* _GOAL_:
Copy verbatim the lines of the data below, beginning with the line that contains "Target: cloud bank" and continuing through the end of the data.

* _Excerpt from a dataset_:
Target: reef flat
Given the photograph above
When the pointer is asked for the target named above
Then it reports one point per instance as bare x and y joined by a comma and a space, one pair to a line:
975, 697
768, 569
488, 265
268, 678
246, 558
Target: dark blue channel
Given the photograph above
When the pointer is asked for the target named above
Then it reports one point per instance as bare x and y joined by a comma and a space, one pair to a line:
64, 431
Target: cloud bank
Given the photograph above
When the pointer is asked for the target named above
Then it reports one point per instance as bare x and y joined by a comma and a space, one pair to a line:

* _CORRECT RESPONSE_:
Target: cloud bank
Given the photograph above
When the pointer is asked for the target named above
Then it reports one point per instance as bare x and y joined by a comma and a space, one pair to a line:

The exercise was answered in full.